Source excerpt:
"...we should pass over all biographies of 'the good and the great,' while we search carefully the slight records of wretches who died in prison, in Bedlam, or upon the gallows."
~Edgar Allan Poe

Wednesday, October 9, 2013

Newspaper Clipping of the Day

The Flying Dutchman, 1907. Via NYPL Digital Gallery


Creepy ghost stories seem virtually mandatory for the month of October.  This spine-tingler appeared in the “Chicago Tribune” on April 21, 1907:

Deserted, without a living thing aboard, shunned by all seafaring men as a thing accursed, the Russian steamer Parrier lies at anchorage off Santa Monica, Cal. Haunted by some unknown terror, of which the men themselves will not speak, ruled by some strange, weird, unknown thing, the Parrier is likely to rust and rot at its anchorage before any crew can be found to man it. At Vladivostok and St. Petersburg the agents and the owners rave. Their ravings are useless. The Parrier is as much a wreck as it lies at anchorage in the calm, sunlit waters of the southern California bay as if it were pounding to pieces on the wildest shores of the arctic.

Terror rules—a terror which no man knows. Brave men have gone mad because of it, three captains have killed themselves, a dozen crews have deserted, a score of seamen have met awful deaths. The history of the Parrier is stranger, wilder, and more mysterious than the weirdest romance of the seas ever conceived by fiction writer. It is a story which landlubbers may read with smiles of incredulity or with sneers at the superstition of seafaring men, but the men who go down to the sea in ships understand.

All that is known is that the mysterious something that the sailors call “The Thing” rules aboard the Parrier. The Thing drives men mad. Sailors who face death as calmly as they face their grog, suddenly are seized with blind panic. The fear of death comes upon them. Panic runs riot. One after another the men are seized, until the whole crew is made with fright, insane with a terror that they do not understand, filled with frenzied desire to flee from something they cannot see or hear. That is when “The Thing” comes aboard. Some have leaped overboard, some have died in their berths from sheer fright, some have killed themselves, and some have been manhandled, mauled, clawed, bitten, and kicked to death by their frenzied fellows.

The tale of the Parrier is not a “Sea Wolf” story. It is not some wild freak of the imagination of some drug crazed novelist. It is a true story of the present day, of a modern steamer, manned by fairly intelligent men and educated officers.

The Parrier is a German built ship, owned by a Russian company. It was built at Kiel, in 1897, and delivered to the owners at Cronstadt late in the fall. The ship was in the Baltic until 1903, when it was sent to Vladivostok with a cargo of military supplies, at the time Russia was actively preparing for hostilities with Japan.

Until the ship left the Suez canal on its way east it was looked upon as an excellent ship, well officered, owned by men who believed in treating men well. Over half the crew was comprised of men who were not Russians, many of them being Scandinavians, with a few Portuguese and several Englishmen.

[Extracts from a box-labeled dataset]
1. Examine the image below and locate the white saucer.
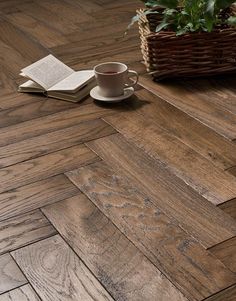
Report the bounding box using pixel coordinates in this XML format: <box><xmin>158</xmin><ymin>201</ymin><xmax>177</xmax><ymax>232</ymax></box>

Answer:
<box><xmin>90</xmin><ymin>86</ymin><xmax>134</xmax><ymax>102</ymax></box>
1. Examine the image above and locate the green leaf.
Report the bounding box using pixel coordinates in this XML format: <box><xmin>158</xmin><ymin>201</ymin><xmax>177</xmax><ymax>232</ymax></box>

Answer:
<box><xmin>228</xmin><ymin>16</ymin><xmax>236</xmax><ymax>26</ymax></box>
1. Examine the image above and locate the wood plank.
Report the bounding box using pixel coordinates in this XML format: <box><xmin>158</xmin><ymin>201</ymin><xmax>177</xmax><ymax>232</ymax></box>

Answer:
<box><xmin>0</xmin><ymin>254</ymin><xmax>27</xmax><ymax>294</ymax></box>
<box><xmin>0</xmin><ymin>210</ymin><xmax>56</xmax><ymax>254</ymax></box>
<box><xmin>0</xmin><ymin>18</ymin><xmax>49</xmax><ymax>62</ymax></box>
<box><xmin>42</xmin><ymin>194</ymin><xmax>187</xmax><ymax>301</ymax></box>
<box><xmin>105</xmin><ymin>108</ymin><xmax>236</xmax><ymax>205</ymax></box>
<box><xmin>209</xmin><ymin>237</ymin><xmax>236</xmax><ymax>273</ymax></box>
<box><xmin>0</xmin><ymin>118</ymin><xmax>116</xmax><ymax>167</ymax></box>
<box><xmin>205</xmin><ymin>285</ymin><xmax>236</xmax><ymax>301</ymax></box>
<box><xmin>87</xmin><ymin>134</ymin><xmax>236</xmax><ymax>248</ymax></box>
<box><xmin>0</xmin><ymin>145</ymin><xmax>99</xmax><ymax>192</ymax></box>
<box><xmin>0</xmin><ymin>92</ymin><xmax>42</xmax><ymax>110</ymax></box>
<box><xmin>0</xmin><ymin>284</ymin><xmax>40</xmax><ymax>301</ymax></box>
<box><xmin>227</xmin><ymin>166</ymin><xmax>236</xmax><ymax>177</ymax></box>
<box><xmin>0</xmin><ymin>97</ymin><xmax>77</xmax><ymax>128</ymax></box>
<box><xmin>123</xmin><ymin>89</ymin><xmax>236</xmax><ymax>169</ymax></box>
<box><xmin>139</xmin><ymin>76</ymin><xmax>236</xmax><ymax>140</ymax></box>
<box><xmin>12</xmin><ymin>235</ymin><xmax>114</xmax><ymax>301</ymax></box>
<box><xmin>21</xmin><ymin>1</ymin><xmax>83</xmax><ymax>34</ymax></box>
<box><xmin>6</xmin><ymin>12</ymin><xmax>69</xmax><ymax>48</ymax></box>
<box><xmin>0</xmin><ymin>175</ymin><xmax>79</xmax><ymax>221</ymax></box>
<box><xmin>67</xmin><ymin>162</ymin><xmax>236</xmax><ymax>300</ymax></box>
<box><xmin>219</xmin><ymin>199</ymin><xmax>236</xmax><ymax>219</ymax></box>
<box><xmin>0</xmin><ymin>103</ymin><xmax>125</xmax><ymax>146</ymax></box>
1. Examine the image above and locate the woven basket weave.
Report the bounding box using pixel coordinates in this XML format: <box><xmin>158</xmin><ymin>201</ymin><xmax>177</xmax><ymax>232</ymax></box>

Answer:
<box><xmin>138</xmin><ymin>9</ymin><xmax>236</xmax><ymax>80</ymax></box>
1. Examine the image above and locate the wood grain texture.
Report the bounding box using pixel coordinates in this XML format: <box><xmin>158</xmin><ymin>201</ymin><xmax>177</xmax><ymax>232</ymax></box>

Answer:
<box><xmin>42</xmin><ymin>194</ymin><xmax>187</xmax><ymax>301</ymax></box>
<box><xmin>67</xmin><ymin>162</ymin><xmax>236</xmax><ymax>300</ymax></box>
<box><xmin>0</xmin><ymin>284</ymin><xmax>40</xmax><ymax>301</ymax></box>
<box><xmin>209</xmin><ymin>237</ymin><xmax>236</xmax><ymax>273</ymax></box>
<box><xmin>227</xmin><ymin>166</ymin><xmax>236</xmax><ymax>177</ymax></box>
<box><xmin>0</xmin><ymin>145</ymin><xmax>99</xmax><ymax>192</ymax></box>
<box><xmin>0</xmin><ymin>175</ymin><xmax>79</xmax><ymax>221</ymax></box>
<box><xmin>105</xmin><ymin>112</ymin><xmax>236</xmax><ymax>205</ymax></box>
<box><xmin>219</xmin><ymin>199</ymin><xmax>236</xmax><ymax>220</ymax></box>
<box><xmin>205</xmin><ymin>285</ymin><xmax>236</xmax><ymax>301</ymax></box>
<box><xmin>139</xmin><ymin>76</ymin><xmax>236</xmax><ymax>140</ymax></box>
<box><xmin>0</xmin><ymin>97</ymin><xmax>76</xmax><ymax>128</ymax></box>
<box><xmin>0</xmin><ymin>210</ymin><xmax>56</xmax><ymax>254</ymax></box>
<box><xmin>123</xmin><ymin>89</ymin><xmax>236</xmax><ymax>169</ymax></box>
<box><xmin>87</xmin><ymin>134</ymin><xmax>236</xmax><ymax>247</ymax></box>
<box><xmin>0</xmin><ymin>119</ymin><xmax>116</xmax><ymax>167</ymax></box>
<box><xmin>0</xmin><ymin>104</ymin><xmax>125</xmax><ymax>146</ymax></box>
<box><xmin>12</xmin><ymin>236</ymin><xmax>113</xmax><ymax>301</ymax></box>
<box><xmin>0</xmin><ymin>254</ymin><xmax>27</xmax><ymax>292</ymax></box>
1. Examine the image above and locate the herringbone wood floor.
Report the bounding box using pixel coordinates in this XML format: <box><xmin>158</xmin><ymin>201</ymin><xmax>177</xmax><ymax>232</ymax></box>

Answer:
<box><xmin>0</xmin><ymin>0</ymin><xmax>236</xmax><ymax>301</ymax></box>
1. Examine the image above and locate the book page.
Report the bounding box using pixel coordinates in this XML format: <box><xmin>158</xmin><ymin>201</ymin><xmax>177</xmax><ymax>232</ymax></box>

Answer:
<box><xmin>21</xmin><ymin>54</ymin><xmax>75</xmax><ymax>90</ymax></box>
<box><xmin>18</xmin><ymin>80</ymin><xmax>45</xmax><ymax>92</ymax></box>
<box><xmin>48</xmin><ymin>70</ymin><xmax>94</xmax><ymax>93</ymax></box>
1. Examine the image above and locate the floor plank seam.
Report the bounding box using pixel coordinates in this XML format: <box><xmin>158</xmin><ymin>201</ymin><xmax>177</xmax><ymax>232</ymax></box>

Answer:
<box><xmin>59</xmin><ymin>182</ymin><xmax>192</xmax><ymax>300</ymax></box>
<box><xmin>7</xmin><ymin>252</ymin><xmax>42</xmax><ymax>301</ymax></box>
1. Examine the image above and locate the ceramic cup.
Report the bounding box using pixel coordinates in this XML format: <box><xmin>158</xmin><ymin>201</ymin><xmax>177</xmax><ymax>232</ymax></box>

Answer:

Job A:
From the Parrier ghost-ship story, list the groups named as making up the part of the crew that was not Russian.
Job B:
Answer these about the Parrier ghost-ship story, one line each:
(i) Where and in what year was the Parrier built?
(ii) How many of its captains killed themselves?
(iii) On what date did the story appear in the "Chicago Tribune"?
Job C:
Please carry on with the Parrier ghost-ship story from the point where it stops.

Written answer A:
Scandinavians, Portuguese, Englishmen

Written answer B:
(i) At Kiel, in 1897.
(ii) Three.
(iii) April 21, 1907.

Written answer C:
It is whispered among the sailors who know the history of the vessel that “The Thing” came aboard somewhere in the Indian ocean, on that voyage east. It is said that one night at Bombay, where the ship touched, there was a row ashore, and one of the petty officers, who was ashore with his men, killed a Lascar.

That may be all superstitious gossip. Indeed, the fact that a Lascar was killed in a shore row was not thought of until long afterwards, and probably it was remembered then only because the men were striving to discover some reason for “The Thing.”

The facts, as nearly as they can be gleaned from the sailors who recently deserted the Parrier, are as follows:

The steamer was running northward towards the China sea, with fair weather, and the men cheerful over the prospect of shore leave after the long run. They were to touch at Port Arthur, deliver part of the cargo there, and proceed to Vladivostok.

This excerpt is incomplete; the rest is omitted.